Dataset items:
════════════════

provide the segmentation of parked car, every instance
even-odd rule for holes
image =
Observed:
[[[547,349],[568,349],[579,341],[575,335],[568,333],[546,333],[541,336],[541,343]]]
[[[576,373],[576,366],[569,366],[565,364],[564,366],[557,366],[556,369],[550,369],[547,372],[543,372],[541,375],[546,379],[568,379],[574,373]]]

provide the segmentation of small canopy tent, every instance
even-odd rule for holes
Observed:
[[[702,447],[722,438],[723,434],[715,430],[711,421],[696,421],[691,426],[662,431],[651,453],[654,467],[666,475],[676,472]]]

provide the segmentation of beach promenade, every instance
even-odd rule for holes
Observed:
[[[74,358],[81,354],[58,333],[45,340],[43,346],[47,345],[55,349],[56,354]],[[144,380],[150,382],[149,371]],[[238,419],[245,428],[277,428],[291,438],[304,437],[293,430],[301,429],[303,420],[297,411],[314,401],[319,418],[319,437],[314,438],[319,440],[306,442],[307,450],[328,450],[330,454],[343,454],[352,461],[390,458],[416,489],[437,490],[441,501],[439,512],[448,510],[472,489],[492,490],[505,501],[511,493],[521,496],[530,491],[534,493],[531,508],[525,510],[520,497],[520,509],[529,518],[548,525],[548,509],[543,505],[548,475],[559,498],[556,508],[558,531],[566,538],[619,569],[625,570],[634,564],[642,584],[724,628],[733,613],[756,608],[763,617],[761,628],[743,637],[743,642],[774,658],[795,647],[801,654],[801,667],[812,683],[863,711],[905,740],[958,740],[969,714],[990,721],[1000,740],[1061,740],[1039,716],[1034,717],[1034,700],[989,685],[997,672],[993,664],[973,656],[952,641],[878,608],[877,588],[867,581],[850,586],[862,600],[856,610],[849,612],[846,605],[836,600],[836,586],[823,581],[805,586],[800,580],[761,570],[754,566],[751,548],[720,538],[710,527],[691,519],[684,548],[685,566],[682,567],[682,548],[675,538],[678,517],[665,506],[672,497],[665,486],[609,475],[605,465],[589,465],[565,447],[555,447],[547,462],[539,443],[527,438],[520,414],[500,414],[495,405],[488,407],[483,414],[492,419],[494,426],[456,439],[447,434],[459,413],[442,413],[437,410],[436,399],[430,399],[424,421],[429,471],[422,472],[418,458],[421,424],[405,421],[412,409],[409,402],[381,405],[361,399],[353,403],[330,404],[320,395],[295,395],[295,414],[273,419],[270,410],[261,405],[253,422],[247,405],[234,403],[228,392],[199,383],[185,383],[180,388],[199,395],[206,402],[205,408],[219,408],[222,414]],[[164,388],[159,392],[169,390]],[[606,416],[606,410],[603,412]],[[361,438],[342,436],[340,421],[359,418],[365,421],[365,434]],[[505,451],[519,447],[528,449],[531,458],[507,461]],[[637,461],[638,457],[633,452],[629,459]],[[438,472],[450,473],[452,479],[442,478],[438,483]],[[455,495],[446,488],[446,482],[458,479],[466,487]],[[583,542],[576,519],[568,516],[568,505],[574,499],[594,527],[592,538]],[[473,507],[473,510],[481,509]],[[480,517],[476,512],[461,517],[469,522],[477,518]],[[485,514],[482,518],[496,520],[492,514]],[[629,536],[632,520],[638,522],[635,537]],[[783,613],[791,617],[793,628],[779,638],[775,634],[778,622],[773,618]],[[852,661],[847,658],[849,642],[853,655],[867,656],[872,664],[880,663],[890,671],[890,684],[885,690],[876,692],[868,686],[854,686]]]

════════════════

§ What the exercise asks
From the listing above, extract every line that contains the word "provide".

§ Result of this task
provide the segmentation of parked car, every instance
provide the segmentation of small canopy tent, every instance
provide the segmentation of beach promenade, every instance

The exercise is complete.